### What the task requires
Restate word for word only the lines running from the one with "Query: white column" to the end of the data, both ends included. Omit any pictures.

(Beginning of Records provided)

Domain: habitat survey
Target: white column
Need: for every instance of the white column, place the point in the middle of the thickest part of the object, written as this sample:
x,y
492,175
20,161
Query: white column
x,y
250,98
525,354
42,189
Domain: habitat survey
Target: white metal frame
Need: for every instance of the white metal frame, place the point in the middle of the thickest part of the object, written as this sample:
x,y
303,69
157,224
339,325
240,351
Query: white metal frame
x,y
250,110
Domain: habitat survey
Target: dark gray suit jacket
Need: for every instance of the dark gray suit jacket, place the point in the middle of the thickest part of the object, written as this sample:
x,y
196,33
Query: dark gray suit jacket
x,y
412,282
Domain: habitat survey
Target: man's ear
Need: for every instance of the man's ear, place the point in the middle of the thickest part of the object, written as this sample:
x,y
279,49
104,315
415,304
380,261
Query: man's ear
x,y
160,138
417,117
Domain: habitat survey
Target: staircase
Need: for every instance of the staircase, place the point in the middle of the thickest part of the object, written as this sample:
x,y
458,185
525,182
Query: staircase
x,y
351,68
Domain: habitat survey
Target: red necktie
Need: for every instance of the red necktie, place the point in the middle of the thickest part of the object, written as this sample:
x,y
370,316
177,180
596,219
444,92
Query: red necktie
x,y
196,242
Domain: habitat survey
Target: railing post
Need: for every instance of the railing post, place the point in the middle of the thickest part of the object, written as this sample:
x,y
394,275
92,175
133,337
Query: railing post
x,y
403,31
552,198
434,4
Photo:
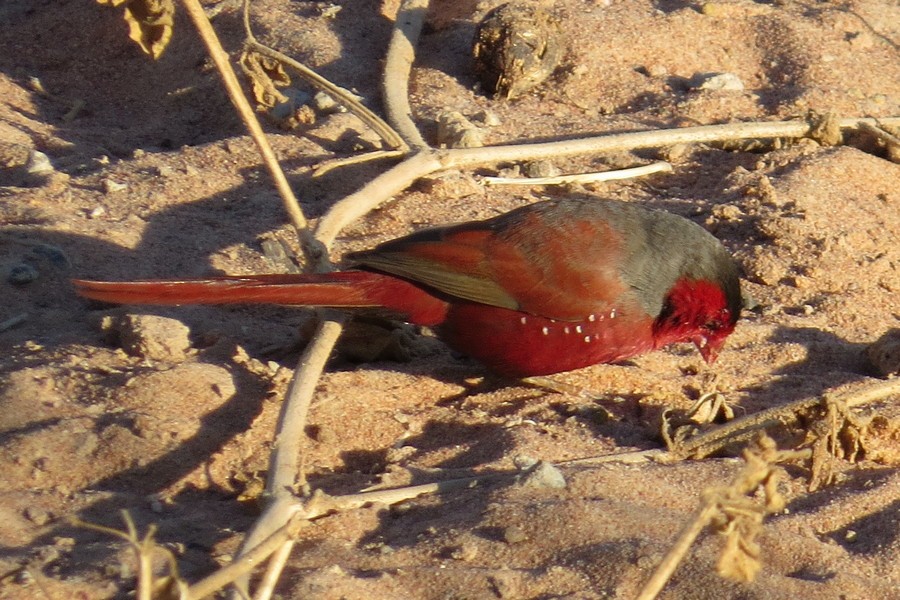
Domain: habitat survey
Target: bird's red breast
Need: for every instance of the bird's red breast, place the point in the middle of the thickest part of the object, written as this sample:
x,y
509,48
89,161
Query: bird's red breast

(End of Records provided)

### Task response
Query: white column
x,y
250,98
525,354
42,189
Domain: habitat survey
Target: white metal frame
Need: for every instance of the white metal frame, place the point in the middle of the thickest part of the object, written as this sample:
x,y
303,69
157,224
339,325
240,351
Query: white metal frame
x,y
250,110
Domain: habitat survey
Target: dark gray suit jacket
Need: for every instance of the dark gray suit jacket, place the point in the middle of the thickest part of the object, written as this sample:
x,y
196,33
Query: dark gray suit jacket
x,y
412,282
Domain: habitat survey
Target: man's ear
Need: for every instance of the man's ear, place the point in the middle of the thickest part of the object, written as this sample:
x,y
279,49
104,315
415,304
380,261
Query: man's ear
x,y
160,138
417,117
Domain: habitat survey
Target: staircase
Need: for every instance of the staircase, place the point in the middle of the thickest part of the object, written as this sample:
x,y
458,185
525,182
Query: staircase
x,y
351,68
Domain: habitat survey
Target: red necktie
Need: for every instance of the red necktie, place the point in the middle of the thickest part of the object, written as this sample:
x,y
370,316
177,180
596,219
444,92
Query: red necktie
x,y
196,242
Domain: habitat survey
Target: railing post
Need: for every instance of the railing post, place the point in the middle of the thickest part of the object, written as this sample:
x,y
394,275
92,175
133,337
Query: railing post
x,y
403,31
552,198
434,4
Photo:
Domain: habitat survey
Target: bird's red breast
Need: for every instance of the bird's red breast, place the point in the middle of the thickest part of the object, written as this sample:
x,y
509,48
89,161
Query: bird's red breast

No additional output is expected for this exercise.